#### EXERCISE PROMPT:
While you copy the lines below, skip the pictures and keep the rest exact.

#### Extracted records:
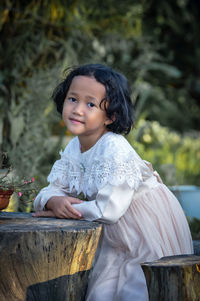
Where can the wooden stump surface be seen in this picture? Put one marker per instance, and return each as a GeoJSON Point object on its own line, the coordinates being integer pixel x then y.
{"type": "Point", "coordinates": [45, 258]}
{"type": "Point", "coordinates": [173, 278]}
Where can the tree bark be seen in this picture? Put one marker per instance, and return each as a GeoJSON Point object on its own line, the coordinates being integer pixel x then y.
{"type": "Point", "coordinates": [174, 278]}
{"type": "Point", "coordinates": [45, 259]}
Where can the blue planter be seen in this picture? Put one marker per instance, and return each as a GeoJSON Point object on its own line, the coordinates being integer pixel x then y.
{"type": "Point", "coordinates": [189, 198]}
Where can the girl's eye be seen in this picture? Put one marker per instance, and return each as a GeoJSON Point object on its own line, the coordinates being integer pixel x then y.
{"type": "Point", "coordinates": [71, 99]}
{"type": "Point", "coordinates": [91, 104]}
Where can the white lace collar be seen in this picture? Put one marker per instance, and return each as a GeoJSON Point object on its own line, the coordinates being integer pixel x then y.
{"type": "Point", "coordinates": [111, 160]}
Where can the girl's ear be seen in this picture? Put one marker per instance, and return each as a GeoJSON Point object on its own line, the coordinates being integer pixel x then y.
{"type": "Point", "coordinates": [109, 121]}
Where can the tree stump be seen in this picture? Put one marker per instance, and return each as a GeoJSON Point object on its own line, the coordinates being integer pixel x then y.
{"type": "Point", "coordinates": [45, 259]}
{"type": "Point", "coordinates": [173, 278]}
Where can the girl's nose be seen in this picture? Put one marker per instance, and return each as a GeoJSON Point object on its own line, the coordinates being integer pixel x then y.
{"type": "Point", "coordinates": [78, 109]}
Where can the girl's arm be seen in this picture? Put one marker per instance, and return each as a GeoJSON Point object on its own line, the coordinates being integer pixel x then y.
{"type": "Point", "coordinates": [61, 207]}
{"type": "Point", "coordinates": [111, 203]}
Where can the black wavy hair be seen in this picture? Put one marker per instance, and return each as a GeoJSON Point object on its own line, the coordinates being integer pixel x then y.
{"type": "Point", "coordinates": [119, 108]}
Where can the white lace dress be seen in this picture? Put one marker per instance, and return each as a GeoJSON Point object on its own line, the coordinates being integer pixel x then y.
{"type": "Point", "coordinates": [142, 219]}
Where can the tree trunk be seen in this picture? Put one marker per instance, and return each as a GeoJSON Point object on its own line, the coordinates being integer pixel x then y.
{"type": "Point", "coordinates": [173, 278]}
{"type": "Point", "coordinates": [45, 259]}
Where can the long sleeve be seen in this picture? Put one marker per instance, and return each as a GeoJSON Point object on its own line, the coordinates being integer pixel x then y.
{"type": "Point", "coordinates": [45, 194]}
{"type": "Point", "coordinates": [111, 203]}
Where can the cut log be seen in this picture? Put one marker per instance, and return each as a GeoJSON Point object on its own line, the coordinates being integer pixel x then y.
{"type": "Point", "coordinates": [174, 278]}
{"type": "Point", "coordinates": [45, 259]}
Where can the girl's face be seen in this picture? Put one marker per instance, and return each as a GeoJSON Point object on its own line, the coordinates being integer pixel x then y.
{"type": "Point", "coordinates": [81, 110]}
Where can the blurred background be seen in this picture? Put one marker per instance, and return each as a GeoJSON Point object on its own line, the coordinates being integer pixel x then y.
{"type": "Point", "coordinates": [156, 44]}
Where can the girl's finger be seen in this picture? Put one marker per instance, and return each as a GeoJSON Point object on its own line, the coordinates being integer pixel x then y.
{"type": "Point", "coordinates": [69, 214]}
{"type": "Point", "coordinates": [43, 213]}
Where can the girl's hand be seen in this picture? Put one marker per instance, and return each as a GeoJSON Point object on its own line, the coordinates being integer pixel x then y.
{"type": "Point", "coordinates": [61, 207]}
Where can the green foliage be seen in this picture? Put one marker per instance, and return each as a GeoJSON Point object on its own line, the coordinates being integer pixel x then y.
{"type": "Point", "coordinates": [176, 157]}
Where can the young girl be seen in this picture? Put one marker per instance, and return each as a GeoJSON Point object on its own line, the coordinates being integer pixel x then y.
{"type": "Point", "coordinates": [142, 220]}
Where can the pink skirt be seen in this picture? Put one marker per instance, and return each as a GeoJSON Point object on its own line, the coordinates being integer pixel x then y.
{"type": "Point", "coordinates": [154, 226]}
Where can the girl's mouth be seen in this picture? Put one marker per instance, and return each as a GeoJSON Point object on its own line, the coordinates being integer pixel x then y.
{"type": "Point", "coordinates": [75, 121]}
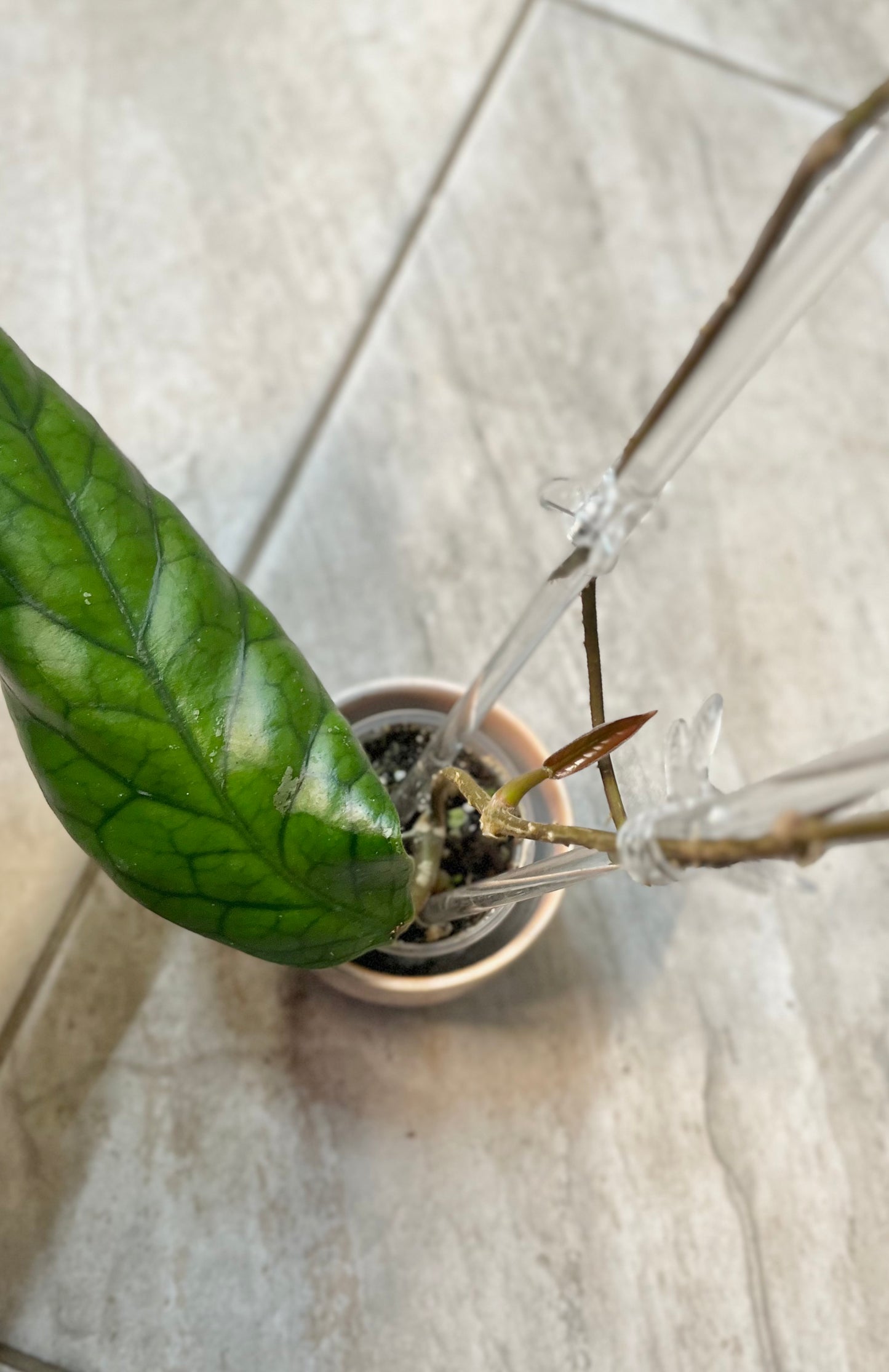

#### WRITTEN REPLY:
Where can the wooden stump surface be seen in this picture? Put one marker per instance, and return each as a GeoJSON Point object on its own line, the coordinates being integer pixel x then y.
{"type": "Point", "coordinates": [45, 258]}
{"type": "Point", "coordinates": [173, 278]}
Where can the tree bark be seen in this picture? Put one marker per instance, and return each as a GeoJSON Point object on its own line, the coordinates being integer pixel x then y.
{"type": "Point", "coordinates": [174, 278]}
{"type": "Point", "coordinates": [45, 259]}
Where can the blue planter be seen in this picture? Put one marker per instance, and return each as a GeoJSON Point object on its own line, the coordinates being integer pixel x then y.
{"type": "Point", "coordinates": [189, 198]}
Where can the girl's eye be seen in this picture? Put one marker per instance, and return each as a GeoJSON Point object on its own line, the coordinates being integer pixel x then y.
{"type": "Point", "coordinates": [71, 99]}
{"type": "Point", "coordinates": [91, 104]}
Where can the white lace collar be seen in this picture? Put one marker per instance, and return each as a GeoJSON Point object on its own line, the coordinates being integer pixel x then y.
{"type": "Point", "coordinates": [111, 160]}
Where can the girl's ear be seen in this picture? Put one marker per instance, and return each as a GeoJSON Point object on its own line, the coordinates being integer pixel x then y.
{"type": "Point", "coordinates": [109, 121]}
Where can the tree stump be seen in this picture? Put one marker per instance, and return each as a GeoJSON Point object on its own line, the coordinates being integer pixel x then y.
{"type": "Point", "coordinates": [45, 259]}
{"type": "Point", "coordinates": [173, 278]}
Where can the girl's nose be seen in this picture? Put one marker per instance, and return each as a GeoJSON Point object on its own line, the coordinates being integer pixel x then y.
{"type": "Point", "coordinates": [78, 109]}
Where can the girl's arm be seen in this picture? Put one marker per instance, and return each as a GeoJSON Point object on its own line, the coordinates being integer pixel x then y.
{"type": "Point", "coordinates": [61, 207]}
{"type": "Point", "coordinates": [111, 203]}
Where can the black wavy hair be seen in this picture? Put one marker per instance, and return each as a GeoJSON Point object on its own line, the coordinates being integer pixel x then y.
{"type": "Point", "coordinates": [119, 108]}
Where can the white lace dress be seen in this picture? Put one marker per instance, and return each as a GeoJSON Point object on its own line, the coordinates being integer pixel x then y.
{"type": "Point", "coordinates": [142, 219]}
Where can the tree trunk be seen in this picture? Put one marker per instance, and return each as a GeoJSON Point object on its own line, the coordinates being integer pixel x then y.
{"type": "Point", "coordinates": [173, 278]}
{"type": "Point", "coordinates": [45, 259]}
Where can the long sleeve be seen in this picture? Put one marker per instance, and return each as a GeoJSON Point object on its own line, the coordinates being integer pixel x then y.
{"type": "Point", "coordinates": [45, 194]}
{"type": "Point", "coordinates": [111, 203]}
Where can the cut log be seen in this picture? Put one marker per instance, and return each as a GeoJSON Point object on its own line, the coordinates being integer pixel x then y.
{"type": "Point", "coordinates": [174, 278]}
{"type": "Point", "coordinates": [45, 259]}
Where can the girl's face be seen in this picture? Put one marker per instance, and return each as a GeoJSON Point object on its own line, the coordinates being integer pixel x then y.
{"type": "Point", "coordinates": [81, 110]}
Where can the blurred background be seen in this picture? Put one marker per instance, and return each as a GeoJSON Point object on its own line, the coordinates being integer pixel x then y.
{"type": "Point", "coordinates": [156, 44]}
Where can the girl's finger be seen in this picture? Put one marker per instance, and return each as a GeoJSON Point object on its own line, the coordinates being integer pixel x then y.
{"type": "Point", "coordinates": [69, 214]}
{"type": "Point", "coordinates": [43, 213]}
Where can the girl's hand be seen in this picture? Put one marker per instance, and return each as a GeoJSON Point object on its own line, the coordinates being integer pixel x then y.
{"type": "Point", "coordinates": [61, 207]}
Where can the green foliage be seen in this picture? Put one marker per instance, and return each as a GeoJSON Point object on its own line, the coordinates being integer pixel x then y.
{"type": "Point", "coordinates": [176, 157]}
Where can the young girl be seen in this picture? Put one marker per instance, and return each as a GeoJSON Point object on its own line, the coordinates being integer pixel x then y.
{"type": "Point", "coordinates": [142, 220]}
Where can the pink skirt be seen in this picture? Put one marker per instance, and return each as a GeoJSON Point object on its own line, the coordinates being integer pixel x then y.
{"type": "Point", "coordinates": [154, 226]}
Where can the girl's mouth be seen in this picture? Put one marker per instance, and return each as a GeoJSON Point object on its own line, the coordinates being integer pixel x then y.
{"type": "Point", "coordinates": [75, 121]}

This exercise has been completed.